QUOTED PASSAGE Block Start

U.S. PLANS TO PRESERVE IRAQ’S OIL FOR IRAQI PEOPLE
March 06, 2003
In light of past acts of eco-terrorism by the regime of Saddam Hussein, the Department of Defense has developed plans to extinguish oil well fires and to assess damage to oil facilities that might occur in Iraq in the event of hostilities.
Oil is a natural resource of Iraq that provides commerce, income for education and other needs, and infrastructure. The department considers destruction of that resource as an act of terrorism.
U.S. goals are to prevent damage in order to preserve the lifeblood of Iraq’s economy and to prevent or mitigate environmental effects on Iraq and its neighbors.
A variety of sources lead the department to believe that the regime has both the capability and the intent to damage or destroy Iraq’s oil fields, potentially causing a crisis for both Iraq’s people and its neighbors. That assessment, coupled with the fact that Saddam Hussein’s regime set afire more than 700 of Kuwait’s oil wells in 1991, led the U.S. to plan for the possibility of oil well fires in Iraq should military action against the Iraqi regime become necessary.
Reliable reports indicate that these activities have been planned, and in some cases, may already have begun. Recent information revealed that Iraq has received 24 railroad boxcars full of pentolite explosives. While destruction of the fields would not be a militarily significant act, it will produce economic and environmental impacts with lasting effects on the people of Iraq, as well as Iraq’s neighbors.
Economically, destruction of the oil fields could have enormous and lasting effects on Iraq’s post-war economy. Iraq’s oil is vitally important for the future of the Iraqi people. The department estimates the potential income to the Iraqi people from oil at $20 to $30 billion a year. That income today goes mainly to the regime and not to the Iraqi people because of Iraqi circumvention of the U.N. Oil for Food program.

QUOTED PASSAGE Block End
DATASET RECORDS Block Start

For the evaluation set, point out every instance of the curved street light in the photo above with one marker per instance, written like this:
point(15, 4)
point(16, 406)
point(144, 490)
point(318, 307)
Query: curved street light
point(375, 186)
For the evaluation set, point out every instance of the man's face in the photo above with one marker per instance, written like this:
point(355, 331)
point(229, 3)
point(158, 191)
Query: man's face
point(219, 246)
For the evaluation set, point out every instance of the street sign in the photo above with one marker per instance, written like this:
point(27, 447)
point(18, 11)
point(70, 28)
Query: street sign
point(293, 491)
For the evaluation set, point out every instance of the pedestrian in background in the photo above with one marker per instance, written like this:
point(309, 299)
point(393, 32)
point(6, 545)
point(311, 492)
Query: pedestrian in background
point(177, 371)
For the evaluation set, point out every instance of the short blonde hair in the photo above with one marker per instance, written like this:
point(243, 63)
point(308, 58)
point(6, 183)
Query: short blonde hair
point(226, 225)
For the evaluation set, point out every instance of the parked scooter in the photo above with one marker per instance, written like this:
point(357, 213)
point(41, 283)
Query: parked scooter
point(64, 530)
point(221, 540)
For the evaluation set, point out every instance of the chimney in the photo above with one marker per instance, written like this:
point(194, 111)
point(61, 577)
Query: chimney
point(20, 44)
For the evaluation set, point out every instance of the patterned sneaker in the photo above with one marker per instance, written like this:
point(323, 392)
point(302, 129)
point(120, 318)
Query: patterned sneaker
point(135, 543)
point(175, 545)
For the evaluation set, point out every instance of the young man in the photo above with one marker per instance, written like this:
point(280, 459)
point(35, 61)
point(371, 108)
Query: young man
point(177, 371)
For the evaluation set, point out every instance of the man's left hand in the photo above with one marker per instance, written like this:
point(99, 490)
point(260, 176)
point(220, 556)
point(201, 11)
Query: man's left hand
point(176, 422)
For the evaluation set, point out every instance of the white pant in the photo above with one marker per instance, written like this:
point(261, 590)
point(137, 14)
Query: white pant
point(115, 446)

DATASET RECORDS Block End

BRIEF A ::
According to the statement on Iraq's oil, what does oil provide for Iraq? List every item it names.
BRIEF B ::
Extend the statement on Iraq's oil beyond its final sentence, keeping to its subject and formal tone.
These records were drawn from a separate source.

REPLY A ::
- Commerce
- Income for education and other needs
- Infrastructure

REPLY B ::
For the future, it is critical to create that economic income for the Iraqi people in order to bring their standard of living back to one comparable to other nations in the region and to give them a viable economic future. Destruction of the oil fields would result in potential loss of $20 to $30 billion a year in oil revenues as well as an estimated cost of between $30 and $40 billion to recreate the infrastructure.
Environmentally, the U.S. estimates that the regime’s likely actions have the potential to double the disastrous effects experienced in Kuwait in 1991. The destruction of oil wells by Saddam Hussein in Kuwait during the Gulf War had an impact twenty times larger than that of the Exxon Valdez disaster. In addition to setting fire to more than 700 of the oil fields in Kuwait, the regime released about five million barrels of oil into the Arabian Gulf. Even today, there are still environmental clean-up actions being taken. The threat at the time was not only to the environment but also to the numerous water desalinization plants along the Gulf. The long-term effects on the water tables in various countries are still being analyzed.
Today, it is estimated that in Kuwait, about 30 percent of its water is unusable, which is critical to such an arid country. The department has determined that up to 15 desalinization plants would be affected were Iraq to undertake such actions today, critically affecting many of Iraq’s neighbors.
U.S. plans are first to prevent the destruction of Iraq’s oil fields and second, if unable to prevent the destruction, to control and mitigate the damage quickly. The department has crafted strategies that will allow U.S. forces to secure and protect the oil fields as rapidly as possible in order to preserve them prior to destruction. U.S. military forces would be responsible for securing and protecting the oil sites, and under appropriate contractual arrangements, private sector companies would extinguish any fires and assess damage to oil facilities.
The department has a plan for dealing, on short notice, with oil well fires that might occur in Iraq. Brown & Root Services a division of Kellogg Brown & Root, Inc., Houston developed the plan, which also addresses assessing damage to oil facilities, for the government.